**Short task:** Rewrite the part of the items that opens with the first line and closes with the line containing "[[[574,171],[573,513],[597,522],[613,494],[613,136]]]", both ends included. Leave every request line as it is, but multiply each polygon coordinate in the answers by 0.2 and round it to a whole number, with halves rounded up.

Records from a collection:
+===+

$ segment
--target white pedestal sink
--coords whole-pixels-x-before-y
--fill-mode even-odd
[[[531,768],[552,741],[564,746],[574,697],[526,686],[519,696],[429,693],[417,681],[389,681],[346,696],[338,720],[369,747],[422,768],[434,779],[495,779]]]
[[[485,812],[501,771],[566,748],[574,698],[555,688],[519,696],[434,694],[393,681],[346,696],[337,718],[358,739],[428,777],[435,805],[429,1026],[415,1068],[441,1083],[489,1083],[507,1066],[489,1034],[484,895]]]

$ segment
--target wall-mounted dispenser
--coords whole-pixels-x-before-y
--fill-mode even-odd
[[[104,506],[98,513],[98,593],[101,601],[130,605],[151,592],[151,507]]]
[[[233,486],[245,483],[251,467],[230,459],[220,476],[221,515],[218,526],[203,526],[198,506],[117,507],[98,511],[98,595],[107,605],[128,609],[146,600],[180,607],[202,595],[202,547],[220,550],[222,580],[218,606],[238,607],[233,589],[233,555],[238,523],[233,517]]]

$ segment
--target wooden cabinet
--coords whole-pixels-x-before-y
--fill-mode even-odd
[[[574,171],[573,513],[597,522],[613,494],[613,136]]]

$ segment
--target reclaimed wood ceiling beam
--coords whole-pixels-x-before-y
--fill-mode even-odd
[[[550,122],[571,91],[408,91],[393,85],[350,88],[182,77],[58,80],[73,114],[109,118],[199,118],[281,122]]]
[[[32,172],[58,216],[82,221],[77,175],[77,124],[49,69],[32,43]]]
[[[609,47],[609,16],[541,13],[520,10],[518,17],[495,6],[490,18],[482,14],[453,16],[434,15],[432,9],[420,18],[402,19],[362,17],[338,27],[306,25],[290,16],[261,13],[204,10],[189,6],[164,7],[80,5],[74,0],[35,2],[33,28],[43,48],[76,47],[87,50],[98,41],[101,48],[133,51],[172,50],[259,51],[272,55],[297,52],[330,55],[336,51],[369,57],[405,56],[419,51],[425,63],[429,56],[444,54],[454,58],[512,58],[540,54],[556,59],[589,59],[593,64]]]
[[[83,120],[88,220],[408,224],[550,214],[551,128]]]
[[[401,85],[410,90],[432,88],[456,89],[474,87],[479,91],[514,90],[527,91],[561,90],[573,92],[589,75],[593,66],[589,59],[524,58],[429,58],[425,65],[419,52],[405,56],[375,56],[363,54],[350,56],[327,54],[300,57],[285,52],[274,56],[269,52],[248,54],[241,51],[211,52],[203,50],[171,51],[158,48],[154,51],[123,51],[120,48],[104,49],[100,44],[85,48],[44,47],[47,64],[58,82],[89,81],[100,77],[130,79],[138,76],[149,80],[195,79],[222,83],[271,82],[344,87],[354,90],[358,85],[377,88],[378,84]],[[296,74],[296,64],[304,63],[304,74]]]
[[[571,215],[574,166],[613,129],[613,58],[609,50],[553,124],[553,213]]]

+===+

**Output for this exercise:**
$ segment
--target white pedestal sink
--coords whole-pixels-x-before-y
--fill-mode even-odd
[[[106,154],[110,148],[113,149],[115,139],[105,137],[104,139],[86,139],[83,136],[78,136],[69,139],[68,144],[74,149],[84,154],[87,156],[99,156]]]
[[[97,162],[100,154],[113,150],[115,140],[111,138],[104,139],[87,139],[79,136],[69,139],[67,144],[72,148],[86,155],[87,161],[86,205],[83,214],[88,217],[98,217],[101,213],[98,207],[97,179]]]

$ segment
--target wall-mounted dispenser
--coords whole-pixels-x-before-y
--fill-mode even-odd
[[[21,101],[20,103],[20,119],[20,120],[26,121],[30,118],[30,101]]]
[[[47,97],[49,97],[50,93],[46,92],[44,95],[44,103],[44,105],[41,105],[40,101],[23,101],[20,102],[20,119],[21,121],[26,122],[29,120],[36,121],[40,119],[40,109],[44,110],[44,116],[44,121],[48,121],[47,118],[47,111],[48,105],[47,103]]]

$ segment
--target wooden cabinet
--coords whole-pixels-x-before-y
--fill-mode even-odd
[[[115,34],[115,103],[119,104],[123,99],[123,27]]]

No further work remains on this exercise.